*Page extract*
• • • • • • •
# Molly the Sheep!!



## mairi1 (Mar 12, 2012)

Think the time has come for Molly to have her coat cut . There is no real definition to her body now!! I'm happy to do the face etc but not brave enough for the body yet! Just need to try now and find the right groomer 

Look at the size of her with all the fur!! There's only 6.5kgs under there!! 

What do you mean I look fat???


----------



## colpa110 (Jul 5, 2011)

Oh she is so scrummy...I have found that the more/shorter I have cut Betty the
thicker and woolier her coat has become. Her fur grows outwards now ( like an affro) I wonder if Molly's will be the same....I'm sure she must get quite hot??


----------



## Skyesdog (Jun 7, 2012)

She is gorgeous, the last photo especially is just so cute!! You'll have to post a before and after shot once she's been to the groomers!


----------



## mairi1 (Mar 12, 2012)

colpa110 said:


> Oh she is so scrummy...I have found that the more/shorter I have cut Betty the
> thicker and woolier her coat has become. Her fur grows outwards now ( like an affro) I wonder if Molly's will be the same....I'm sure she must get quite hot??


Oh I know the wee soul must get hot although we're not exactly in the tropics up here . The top of her head is like an affro... Has a mind of its own, no matter what I do it is just wild! It'll be interesting to see if it gets like Betty's or not, I'm dreading the groom.. Cue the next thread.. "in tears after Molly's groom".. Not that I'm shallow in the least!! 
X


----------



## mairi1 (Mar 12, 2012)

Skyesdog said:


> She is gorgeous, the last photo especially is just so cute!! You'll have to post a before and after shot once she's been to the groomers!
• • • • • • •
*Data entries*
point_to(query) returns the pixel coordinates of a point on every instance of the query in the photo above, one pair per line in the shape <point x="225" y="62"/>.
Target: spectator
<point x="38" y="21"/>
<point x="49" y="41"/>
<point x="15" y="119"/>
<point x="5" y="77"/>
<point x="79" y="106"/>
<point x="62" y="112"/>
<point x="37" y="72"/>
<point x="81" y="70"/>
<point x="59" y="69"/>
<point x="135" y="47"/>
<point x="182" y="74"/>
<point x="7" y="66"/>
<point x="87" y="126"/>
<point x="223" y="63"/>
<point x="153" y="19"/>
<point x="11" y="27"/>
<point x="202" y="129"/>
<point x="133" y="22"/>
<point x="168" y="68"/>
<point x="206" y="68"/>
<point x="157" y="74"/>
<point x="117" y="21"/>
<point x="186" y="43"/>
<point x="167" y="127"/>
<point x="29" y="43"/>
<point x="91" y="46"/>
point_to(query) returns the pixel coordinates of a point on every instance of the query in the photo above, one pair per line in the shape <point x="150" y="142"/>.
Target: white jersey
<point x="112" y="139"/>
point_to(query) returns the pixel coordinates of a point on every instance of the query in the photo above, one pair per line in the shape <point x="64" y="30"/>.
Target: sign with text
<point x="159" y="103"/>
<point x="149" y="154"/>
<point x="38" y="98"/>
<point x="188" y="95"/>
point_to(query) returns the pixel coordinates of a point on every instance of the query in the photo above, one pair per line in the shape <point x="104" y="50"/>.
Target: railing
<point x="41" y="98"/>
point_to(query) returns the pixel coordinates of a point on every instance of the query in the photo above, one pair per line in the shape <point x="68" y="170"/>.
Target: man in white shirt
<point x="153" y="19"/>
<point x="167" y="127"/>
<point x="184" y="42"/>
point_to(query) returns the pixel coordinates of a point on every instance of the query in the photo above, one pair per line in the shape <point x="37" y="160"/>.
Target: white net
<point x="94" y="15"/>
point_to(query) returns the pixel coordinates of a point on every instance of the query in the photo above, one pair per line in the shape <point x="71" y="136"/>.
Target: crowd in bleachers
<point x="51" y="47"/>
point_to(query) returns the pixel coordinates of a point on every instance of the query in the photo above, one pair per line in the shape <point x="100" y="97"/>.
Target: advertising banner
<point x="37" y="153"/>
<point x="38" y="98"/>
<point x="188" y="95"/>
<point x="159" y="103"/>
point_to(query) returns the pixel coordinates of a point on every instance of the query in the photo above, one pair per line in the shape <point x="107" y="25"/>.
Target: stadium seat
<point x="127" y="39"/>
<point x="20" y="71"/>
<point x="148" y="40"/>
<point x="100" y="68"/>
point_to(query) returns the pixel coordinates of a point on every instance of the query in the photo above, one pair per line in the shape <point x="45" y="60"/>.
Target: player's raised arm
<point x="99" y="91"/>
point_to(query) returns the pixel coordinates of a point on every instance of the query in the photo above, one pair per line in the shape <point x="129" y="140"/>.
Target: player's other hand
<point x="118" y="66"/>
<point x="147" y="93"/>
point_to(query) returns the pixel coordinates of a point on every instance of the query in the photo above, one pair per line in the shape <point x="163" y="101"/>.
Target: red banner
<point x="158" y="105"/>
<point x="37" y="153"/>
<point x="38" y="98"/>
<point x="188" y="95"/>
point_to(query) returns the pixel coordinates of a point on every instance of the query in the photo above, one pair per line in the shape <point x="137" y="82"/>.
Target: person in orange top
• • • • • • •
*Given request*
Carry on the forum thread about Molly's coat and upcoming groom, starting right after its last line. The listing is separate material with no tie to the forum thread about Molly's coat.

*Answer to this task*
Thank you and Yes I will do.. Hopefully it'll be ok . Do you know I any reputable groomers around Edinburgh? I would travel for
A good one. Thanks


----------



## KCsunshine (Apr 16, 2012)

I love her long coat, what a shame she has to have a cut, lol! I really like the way the coat hangs...Coco's is growing outwards not downwards, lol!

Molly is a realy cutie pie!


----------



## Amh59 (Dec 22, 2011)

She's gorgeous. My 9 month old Bo has been to the groomers for the first time today and she was as good as gold apparently. I was so worried about leaving her as she doesn't like hairdryers and is quite clingy but she was fine. They haven't taken much off but she smells lovely and is very soft.


----------



## mairi1 (Mar 12, 2012)

I'd love to see pics of Bo with her new 'do'... She's another red beauty


----------



## lady amanda (Nov 26, 2010)

Seems to have hair like Lady! lol...makes them look so big...then they become so so so small!!! lol.


----------



## wellerfeller (Jul 12, 2011)

She is so cute! I think Molly along with Colin's Betty have the most beautiful expressive faces. Lovely girls!


----------



## mairi1 (Mar 12, 2012)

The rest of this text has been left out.